Problem
Retype the lines below without any changes, starting with the line that contains "of the mountain." and going on through the end of the records.

Records from a point-labeling set
+ + + + + + +

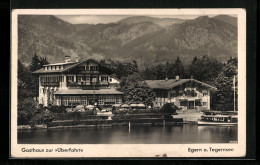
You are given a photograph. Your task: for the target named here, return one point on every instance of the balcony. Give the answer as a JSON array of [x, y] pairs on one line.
[[50, 84], [89, 72], [88, 85]]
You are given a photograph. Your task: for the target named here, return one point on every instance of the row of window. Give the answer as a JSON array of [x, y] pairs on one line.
[[51, 79], [84, 100], [87, 79]]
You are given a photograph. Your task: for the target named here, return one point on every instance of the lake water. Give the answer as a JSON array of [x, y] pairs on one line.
[[135, 135]]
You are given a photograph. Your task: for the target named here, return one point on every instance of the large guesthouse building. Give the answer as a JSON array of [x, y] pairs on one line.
[[77, 83], [184, 93]]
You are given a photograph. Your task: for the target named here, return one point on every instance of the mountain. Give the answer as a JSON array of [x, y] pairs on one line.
[[228, 19], [158, 21], [148, 40]]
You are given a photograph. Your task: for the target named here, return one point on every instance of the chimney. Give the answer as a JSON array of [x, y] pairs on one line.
[[177, 78], [67, 59]]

+ + + + + + +

Solved problem
You are given a photograph. Your task: for the target named here, return one point on every instance of the mountain. Give the answer as a JSON array of [x, y] pairs on one line.
[[228, 19], [158, 21], [148, 40]]
You are given a photograph. Your task: for the target named here, return one point on every instance of the chimney. Give the answer as a JSON array of [x, y] pairs on one line.
[[177, 78], [67, 59]]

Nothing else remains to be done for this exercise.